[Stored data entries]
Start of Block
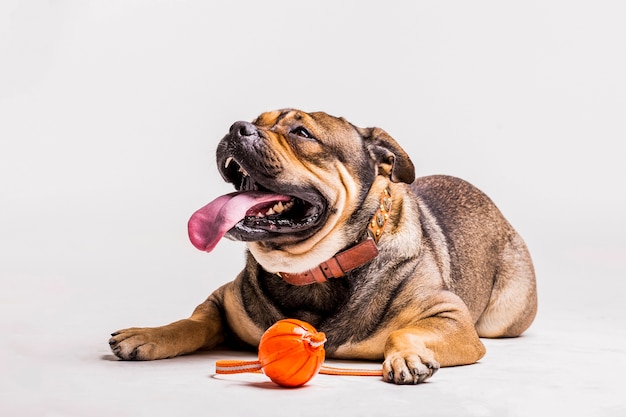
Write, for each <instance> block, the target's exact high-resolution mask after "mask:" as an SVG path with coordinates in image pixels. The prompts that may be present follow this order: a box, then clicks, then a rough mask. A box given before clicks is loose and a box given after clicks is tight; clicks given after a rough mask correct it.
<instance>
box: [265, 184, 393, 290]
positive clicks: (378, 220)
mask: <svg viewBox="0 0 626 417" xmlns="http://www.w3.org/2000/svg"><path fill="white" fill-rule="evenodd" d="M390 211H391V192H390V190H389V188H385V189H384V190H383V192H382V193H381V196H380V205H379V206H378V209H377V210H376V213H374V216H373V217H372V219H371V220H370V222H369V223H368V225H367V231H368V236H367V237H366V238H365V239H364V240H362V241H361V242H359V243H357V244H356V245H354V246H352V247H350V248H349V249H346V250H344V251H342V252H339V253H338V254H336V255H335V256H333V257H332V258H330V259H329V260H327V261H325V262H322V263H321V264H319V265H318V266H316V267H315V268H312V269H309V270H308V271H305V272H300V273H287V272H277V273H276V275H278V276H279V277H281V278H282V279H284V280H285V281H287V282H288V283H289V284H291V285H309V284H314V283H321V282H325V281H327V280H328V279H330V278H341V277H342V276H344V275H345V274H346V273H347V272H349V271H351V270H353V269H355V268H358V267H360V266H363V265H365V264H366V263H368V262H370V261H371V260H372V259H374V258H375V257H376V256H378V247H377V246H376V243H378V240H379V239H380V237H381V236H382V234H383V230H384V229H385V224H386V223H387V220H388V219H389V212H390Z"/></svg>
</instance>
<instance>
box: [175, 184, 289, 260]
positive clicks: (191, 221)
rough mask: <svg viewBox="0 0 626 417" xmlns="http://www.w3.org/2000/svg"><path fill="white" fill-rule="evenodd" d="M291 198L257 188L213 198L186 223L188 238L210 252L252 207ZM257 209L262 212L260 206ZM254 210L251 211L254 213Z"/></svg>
mask: <svg viewBox="0 0 626 417" xmlns="http://www.w3.org/2000/svg"><path fill="white" fill-rule="evenodd" d="M288 200H291V197H289V196H286V195H280V194H271V193H264V192H259V191H244V192H234V193H230V194H226V195H223V196H221V197H218V198H216V199H215V200H213V201H212V202H210V203H209V204H207V205H206V206H204V207H202V208H201V209H199V210H198V211H196V212H195V213H194V214H193V215H192V216H191V218H190V219H189V223H188V224H187V228H188V231H189V239H190V240H191V243H193V245H194V246H195V247H196V248H198V249H200V250H203V251H206V252H211V251H212V250H213V248H215V246H216V245H217V242H219V241H220V239H221V238H222V237H223V236H224V235H225V234H226V232H228V231H229V230H230V229H232V228H233V226H235V225H236V224H237V223H238V222H239V220H241V219H243V218H244V217H245V216H246V214H247V213H248V212H249V211H251V209H253V208H256V207H257V206H263V207H264V208H265V210H266V209H267V208H268V207H270V206H271V204H268V203H273V202H274V203H277V202H279V201H288ZM259 211H262V212H263V211H264V210H263V208H260V209H259ZM254 214H256V213H251V215H254Z"/></svg>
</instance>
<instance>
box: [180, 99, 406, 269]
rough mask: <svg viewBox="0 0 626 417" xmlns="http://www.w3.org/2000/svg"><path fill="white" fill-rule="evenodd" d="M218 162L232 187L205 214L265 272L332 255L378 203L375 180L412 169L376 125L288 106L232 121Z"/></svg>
mask: <svg viewBox="0 0 626 417" xmlns="http://www.w3.org/2000/svg"><path fill="white" fill-rule="evenodd" d="M217 165H218V168H219V171H220V173H221V175H222V177H223V178H224V179H225V180H226V181H227V182H230V183H232V184H233V185H234V186H235V188H236V189H237V191H238V192H237V193H233V194H230V195H228V196H224V197H222V198H223V199H224V200H223V201H221V202H220V203H219V204H217V205H216V206H218V207H217V208H213V209H212V210H206V209H205V214H206V216H204V217H208V216H209V215H208V214H207V213H209V212H211V214H210V215H211V216H217V217H219V220H216V221H220V222H222V223H220V224H219V225H218V224H216V225H215V227H220V226H221V227H228V230H227V231H224V233H225V235H226V237H228V238H231V239H235V240H242V241H246V242H248V248H249V250H250V251H251V253H252V254H253V256H254V257H255V258H256V260H257V261H258V262H259V263H260V264H261V265H262V266H263V267H264V268H265V269H266V270H268V271H270V272H277V271H283V272H302V271H304V270H306V269H309V268H311V267H313V266H315V265H317V264H319V263H320V262H322V261H324V260H326V259H328V258H330V257H332V256H333V255H334V254H335V253H336V252H337V251H339V250H341V249H342V248H344V247H345V246H347V245H348V244H350V243H351V242H353V241H354V240H355V239H357V238H358V237H359V236H358V234H359V233H361V232H362V231H363V230H365V228H366V226H367V221H368V220H369V218H370V217H371V216H372V214H373V212H374V211H375V210H376V209H375V207H376V205H377V204H378V195H379V193H380V191H378V193H376V195H374V196H373V197H372V198H370V195H371V194H372V193H371V192H370V191H371V190H372V189H373V188H376V187H373V185H374V184H375V183H378V182H380V183H381V185H380V187H377V188H380V189H382V188H381V187H384V185H383V184H382V183H385V184H386V183H387V182H388V181H389V180H391V181H394V182H398V181H402V182H407V183H410V182H412V181H413V179H414V176H415V174H414V169H413V165H412V163H411V161H410V159H409V158H408V156H407V155H406V153H405V152H404V151H403V150H402V149H401V148H400V147H399V146H398V145H397V143H396V142H395V141H394V140H393V139H392V138H391V137H390V136H389V135H387V134H386V133H385V132H384V131H383V130H381V129H378V128H370V129H361V128H357V127H355V126H353V125H352V124H350V123H348V122H347V121H346V120H344V119H342V118H337V117H333V116H330V115H327V114H325V113H321V112H317V113H305V112H302V111H298V110H291V109H287V110H280V111H273V112H267V113H263V114H262V115H260V116H259V117H258V118H257V119H256V120H255V121H253V122H252V123H248V122H237V123H235V124H233V125H232V127H231V129H230V132H229V133H228V134H227V135H226V136H225V137H224V138H223V139H222V140H221V142H220V143H219V145H218V148H217ZM218 200H219V199H218ZM216 201H217V200H216ZM201 210H202V209H201ZM199 212H200V211H199ZM215 213H217V214H215ZM192 219H193V217H192ZM203 221H206V219H204V218H203ZM224 224H225V225H226V226H224ZM357 225H358V227H356V226H357ZM191 229H192V228H191V221H190V235H192V233H191ZM205 233H206V232H205ZM219 237H221V235H220V236H219ZM219 237H218V239H219ZM192 241H193V238H192ZM205 243H206V242H204V241H203V242H200V245H197V244H196V243H194V244H196V246H198V247H203V246H206V245H205Z"/></svg>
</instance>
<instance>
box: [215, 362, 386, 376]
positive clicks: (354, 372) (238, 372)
mask: <svg viewBox="0 0 626 417" xmlns="http://www.w3.org/2000/svg"><path fill="white" fill-rule="evenodd" d="M262 368H263V366H262V365H261V361H238V360H219V361H217V362H215V373H216V374H222V375H228V374H241V373H244V372H252V373H257V374H262V373H263V370H262ZM319 373H320V374H323V375H343V376H383V371H382V370H381V369H365V368H339V367H335V366H327V365H322V366H321V367H320V370H319Z"/></svg>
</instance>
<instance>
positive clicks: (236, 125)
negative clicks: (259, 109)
mask: <svg viewBox="0 0 626 417" xmlns="http://www.w3.org/2000/svg"><path fill="white" fill-rule="evenodd" d="M230 134H231V135H233V136H234V137H235V138H237V139H246V138H250V136H257V128H256V126H255V125H253V124H252V123H249V122H235V123H234V124H233V125H232V126H231V127H230Z"/></svg>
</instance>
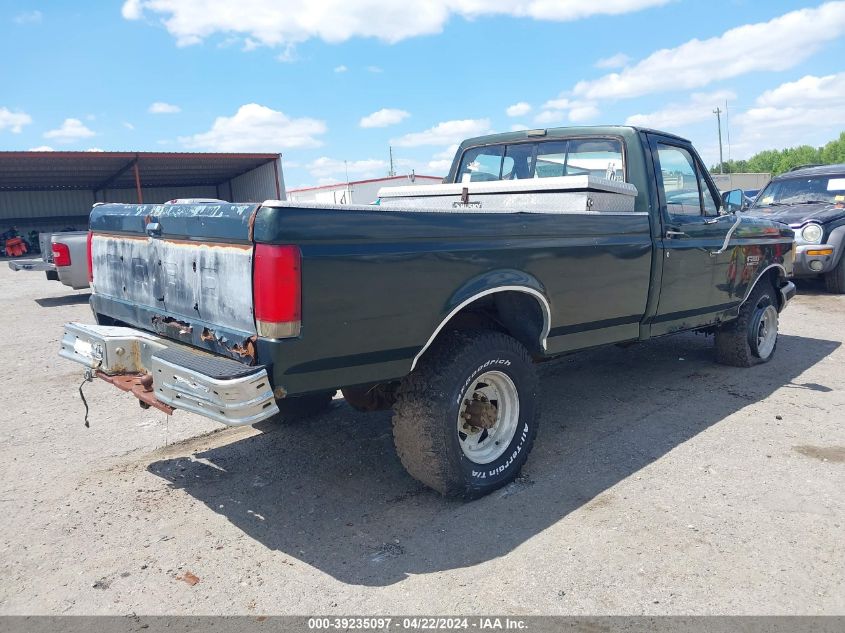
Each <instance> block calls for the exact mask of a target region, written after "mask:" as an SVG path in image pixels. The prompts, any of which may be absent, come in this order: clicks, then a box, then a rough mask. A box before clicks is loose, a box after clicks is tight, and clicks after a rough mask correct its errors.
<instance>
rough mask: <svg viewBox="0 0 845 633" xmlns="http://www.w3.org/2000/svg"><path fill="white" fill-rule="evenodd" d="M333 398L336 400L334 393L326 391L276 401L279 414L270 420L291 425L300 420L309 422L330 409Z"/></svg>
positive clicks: (332, 392)
mask: <svg viewBox="0 0 845 633" xmlns="http://www.w3.org/2000/svg"><path fill="white" fill-rule="evenodd" d="M332 398H334V392H332V391H326V392H323V393H313V394H308V395H306V396H292V397H290V398H284V399H282V400H276V406H278V407H279V412H278V413H277V414H276V415H275V416H273V417H272V418H270V421H271V422H276V423H279V424H291V423H293V422H297V421H299V420H307V419H308V418H312V417H314V416H315V415H318V414H320V413H322V412H323V411H325V410H326V409H328V408H329V405H330V404H331V402H332Z"/></svg>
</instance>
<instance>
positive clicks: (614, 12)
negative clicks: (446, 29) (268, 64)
mask: <svg viewBox="0 0 845 633" xmlns="http://www.w3.org/2000/svg"><path fill="white" fill-rule="evenodd" d="M669 1H670V0H603V1H602V2H589V3H588V2H579V1H577V0H566V1H557V2H555V1H551V0H428V1H427V2H424V3H418V4H416V5H413V7H410V6H409V5H407V4H406V3H401V2H396V1H395V0H322V1H321V2H313V1H309V0H244V1H243V2H240V3H232V2H231V1H230V0H126V1H125V2H124V3H123V7H122V10H121V12H122V14H123V17H124V18H125V19H127V20H139V19H141V18H143V17H144V16H145V15H152V16H155V17H156V18H158V20H160V21H161V22H162V23H163V24H164V27H165V28H166V29H167V30H168V32H170V34H171V35H172V36H173V37H175V38H176V42H177V44H178V45H180V46H190V45H192V44H198V43H199V42H201V41H203V40H204V39H206V38H208V37H211V36H214V35H219V34H222V35H223V36H231V35H232V34H236V35H239V36H241V37H243V38H250V39H252V40H254V41H255V42H257V43H258V44H261V45H265V46H279V45H282V44H288V43H293V44H297V43H300V42H304V41H306V40H309V39H311V38H317V39H321V40H323V41H326V42H331V43H337V42H343V41H346V40H348V39H350V38H353V37H373V38H377V39H380V40H383V41H386V42H391V43H393V42H399V41H401V40H404V39H407V38H410V37H416V36H420V35H430V34H433V33H439V32H440V31H441V30H442V29H443V27H444V25H445V24H446V23H447V22H448V21H449V19H450V17H452V16H453V15H455V16H461V17H464V18H467V19H473V18H480V17H485V16H496V15H509V16H513V17H523V18H533V19H535V20H549V21H558V22H565V21H571V20H578V19H581V18H587V17H590V16H594V15H619V14H623V13H629V12H632V11H639V10H641V9H645V8H649V7H656V6H660V5H663V4H666V3H668V2H669ZM158 20H157V21H158Z"/></svg>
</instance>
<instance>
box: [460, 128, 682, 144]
mask: <svg viewBox="0 0 845 633" xmlns="http://www.w3.org/2000/svg"><path fill="white" fill-rule="evenodd" d="M637 132H654V133H657V134H662V135H664V136H669V137H672V138H676V139H678V140H680V141H684V142H685V143H689V140H687V139H685V138H683V137H680V136H677V135H676V134H670V133H668V132H662V131H660V130H652V129H650V128H641V127H634V126H631V125H596V126H582V127H553V128H536V129H530V130H520V131H517V132H503V133H500V134H487V135H485V136H476V137H474V138H468V139H466V140H464V141H463V142H462V143H461V144H460V146H459V149H461V150H463V149H466V148H467V147H473V146H476V145H495V144H497V143H509V142H513V141H522V140H525V139H529V138H530V139H537V140H540V139H546V140H548V139H555V138H569V137H572V136H584V135H595V136H604V135H612V136H619V135H622V136H628V135H631V134H634V133H637Z"/></svg>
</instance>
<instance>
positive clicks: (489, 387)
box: [393, 331, 539, 498]
mask: <svg viewBox="0 0 845 633" xmlns="http://www.w3.org/2000/svg"><path fill="white" fill-rule="evenodd" d="M538 400H539V381H538V379H537V373H536V370H535V368H534V365H533V363H532V362H531V358H530V356H529V355H528V351H527V350H526V349H525V348H524V347H523V346H522V345H521V344H520V343H519V342H518V341H516V340H515V339H513V338H511V337H510V336H507V335H505V334H500V333H497V332H489V331H461V332H449V333H446V334H444V335H443V336H442V337H441V339H440V340H439V341H438V342H437V343H436V344H435V346H434V347H432V349H431V350H429V352H428V353H427V354H426V355H425V357H423V358H422V359H421V360H420V363H419V365H418V366H417V369H416V370H415V371H414V372H412V373H411V374H409V375H408V376H407V377H406V378H405V379H404V380H403V381H402V383H401V385H400V387H399V390H398V392H397V394H396V405H395V407H394V415H393V437H394V441H395V444H396V450H397V452H398V454H399V458H400V459H401V460H402V464H403V465H404V466H405V468H406V469H407V471H408V472H409V473H410V474H411V475H412V476H413V477H415V478H416V479H418V480H419V481H421V482H423V483H424V484H426V485H428V486H430V487H432V488H434V489H435V490H437V491H439V492H441V493H443V494H444V495H449V496H460V497H465V498H476V497H480V496H483V495H485V494H487V493H489V492H492V491H493V490H495V489H497V488H500V487H502V486H504V485H505V484H507V483H509V482H511V481H513V479H514V478H515V477H516V476H517V475H518V474H519V471H520V469H521V468H522V466H523V464H524V463H525V461H526V460H527V459H528V453H529V452H530V451H531V447H532V445H533V443H534V438H535V436H536V434H537V410H538Z"/></svg>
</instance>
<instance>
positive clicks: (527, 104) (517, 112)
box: [505, 101, 531, 116]
mask: <svg viewBox="0 0 845 633" xmlns="http://www.w3.org/2000/svg"><path fill="white" fill-rule="evenodd" d="M529 112H531V104H530V103H526V102H525V101H520V102H519V103H514V104H513V105H512V106H508V107H507V108H505V114H507V115H508V116H525V115H526V114H528V113H529Z"/></svg>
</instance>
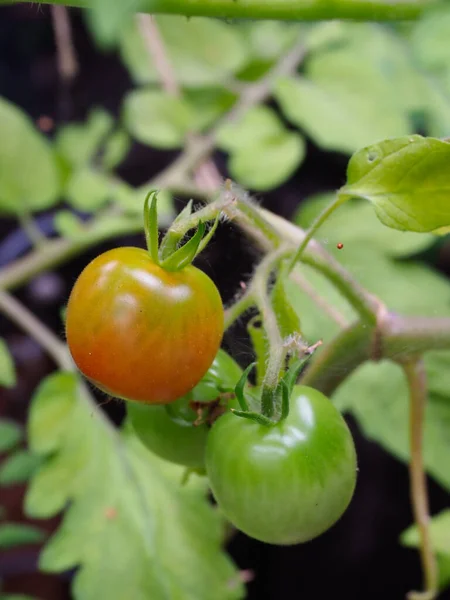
End of Block
ACTION ITEM: Each line from the start of the entries above through the line with "box: [265, 184, 393, 290]" should be duplicated exactly, leaving out the pictures.

WRITTEN REPLY:
Write, for each <instance> block, the target's exact high-resolution mask after "mask:" as an SVG path with coordinates in image pixels. The prompts that may be present follow this order: a box, then clicks, then a rough mask. A box given before clicks is loose and a box given after clicks is tight; clicks given after a rough mask correct it.
<instance>
box: [265, 184, 393, 290]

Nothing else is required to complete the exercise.